TASK LIST:
1. Sum up the abstract in two sentences.
2. According to the abstract, from what year does the open question of Erdos-Szekeres-Lubinsky initially date?

EXCERPTED TEXT:
⟨
Abstract

We study two topics in the renormalisation group theory of quasiperiodic systems, both topics having a number of important applications. Firstly we apply renormalisation techniques to a family of functions we designate quasiperiodic sums and products. These functions link the study of critical phenomena in diverse fields such as the emergence of strange non-chaotic attractors, critical KAM theory, convergence of ergodic averages, and q-series (much used in string theory). In pure mathematics they have also been studied extensively in complex power series analysis, partition theory, and Diophantine approximation. We set these currently dispersed results within a unified framework, and develop a more systematic approach to three key examples. We improve significantly on a series of number-theoretic results obtained by Sierpinsky, Hardy, Hecke, Lang et al; we provide a rigorous proof of some empirically obtained results recently reported by Knill et al (2011-12); and we settle (negatively) an open question of Erdos-Szekeres-Lubinsky dating initially from 1959. Secondly we study the fixed points of quasiperiodic renormalisation. These arise in the study of the Harper equation (almost Mathieu equation), barrier billiards, and a number of other scenarios. We identify the natural setting for their study as a certain class of linear operators (composition sum operators) acting on unbounded (non-Banach) function spaces. We develop the necessary foundations for this theory, and then apply it to construct the space of all fixed points of the golden renormalisation whose singularities are either poles, essential singularities, or logarithmic singularities of a certain simple type. This fixed point space is shown to include previously unknown fixed points.
⟩
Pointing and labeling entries
⟨
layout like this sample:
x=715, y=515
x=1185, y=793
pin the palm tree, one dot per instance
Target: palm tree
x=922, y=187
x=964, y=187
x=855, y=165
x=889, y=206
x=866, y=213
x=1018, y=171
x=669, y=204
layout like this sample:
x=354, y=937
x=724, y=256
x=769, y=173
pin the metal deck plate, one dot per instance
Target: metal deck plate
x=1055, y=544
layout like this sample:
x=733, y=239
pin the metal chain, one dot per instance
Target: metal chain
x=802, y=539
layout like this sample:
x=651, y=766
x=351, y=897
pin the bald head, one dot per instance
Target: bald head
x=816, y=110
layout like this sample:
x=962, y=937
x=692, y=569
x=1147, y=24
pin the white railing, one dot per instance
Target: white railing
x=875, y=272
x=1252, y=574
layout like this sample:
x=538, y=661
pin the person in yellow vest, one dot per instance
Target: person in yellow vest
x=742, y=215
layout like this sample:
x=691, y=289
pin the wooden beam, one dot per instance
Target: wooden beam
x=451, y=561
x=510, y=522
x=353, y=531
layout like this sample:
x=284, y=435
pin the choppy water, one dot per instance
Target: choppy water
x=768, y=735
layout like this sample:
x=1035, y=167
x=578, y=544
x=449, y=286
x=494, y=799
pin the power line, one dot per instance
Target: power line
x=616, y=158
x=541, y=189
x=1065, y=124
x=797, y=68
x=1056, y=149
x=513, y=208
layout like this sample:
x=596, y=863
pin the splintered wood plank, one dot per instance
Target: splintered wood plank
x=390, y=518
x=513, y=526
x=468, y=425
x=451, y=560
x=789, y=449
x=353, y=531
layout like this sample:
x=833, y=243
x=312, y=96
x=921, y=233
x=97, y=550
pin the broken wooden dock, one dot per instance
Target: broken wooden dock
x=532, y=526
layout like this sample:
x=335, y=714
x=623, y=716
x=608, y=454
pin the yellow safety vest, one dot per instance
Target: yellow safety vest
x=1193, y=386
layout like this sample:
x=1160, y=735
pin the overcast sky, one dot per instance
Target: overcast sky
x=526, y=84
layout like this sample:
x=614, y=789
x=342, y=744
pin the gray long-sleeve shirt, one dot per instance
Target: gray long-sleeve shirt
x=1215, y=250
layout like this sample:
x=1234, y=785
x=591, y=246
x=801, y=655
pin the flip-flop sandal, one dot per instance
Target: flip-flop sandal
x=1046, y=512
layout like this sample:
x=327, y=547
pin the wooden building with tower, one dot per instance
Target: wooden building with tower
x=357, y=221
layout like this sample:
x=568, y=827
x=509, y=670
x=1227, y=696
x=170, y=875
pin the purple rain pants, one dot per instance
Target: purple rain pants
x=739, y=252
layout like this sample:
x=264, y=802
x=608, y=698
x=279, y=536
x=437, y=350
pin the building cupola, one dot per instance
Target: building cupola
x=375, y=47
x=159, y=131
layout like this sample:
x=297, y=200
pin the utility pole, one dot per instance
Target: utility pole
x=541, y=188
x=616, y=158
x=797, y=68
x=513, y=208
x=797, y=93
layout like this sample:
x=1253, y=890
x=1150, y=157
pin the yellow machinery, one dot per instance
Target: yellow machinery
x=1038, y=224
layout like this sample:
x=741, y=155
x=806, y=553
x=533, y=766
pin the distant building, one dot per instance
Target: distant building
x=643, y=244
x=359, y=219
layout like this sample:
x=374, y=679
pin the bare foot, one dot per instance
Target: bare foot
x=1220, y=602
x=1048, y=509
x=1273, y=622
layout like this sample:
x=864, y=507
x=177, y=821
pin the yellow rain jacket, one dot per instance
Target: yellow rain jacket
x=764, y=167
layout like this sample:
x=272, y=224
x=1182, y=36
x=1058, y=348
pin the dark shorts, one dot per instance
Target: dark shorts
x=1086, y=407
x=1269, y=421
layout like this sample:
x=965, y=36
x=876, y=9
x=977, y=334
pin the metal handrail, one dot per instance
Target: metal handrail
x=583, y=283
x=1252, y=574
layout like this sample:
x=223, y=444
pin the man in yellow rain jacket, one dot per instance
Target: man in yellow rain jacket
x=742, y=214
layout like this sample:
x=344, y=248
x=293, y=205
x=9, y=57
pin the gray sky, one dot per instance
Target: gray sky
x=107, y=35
⟩
REPLIES:
1. The work applies renormalization techniques to quasiperiodic sums and products, setting scattered results within a unified framework, improving on earlier number-theoretic results, rigorously proving results reported by Knill et al, and negatively settling an open question of Erdos-Szekeres-Lubinsky. It also studies the fixed points of quasiperiodic renormalization through composition sum operators on unbounded function spaces, and builds the space of fixed points of the golden renormalization, which includes previously unknown fixed points.

2. 1959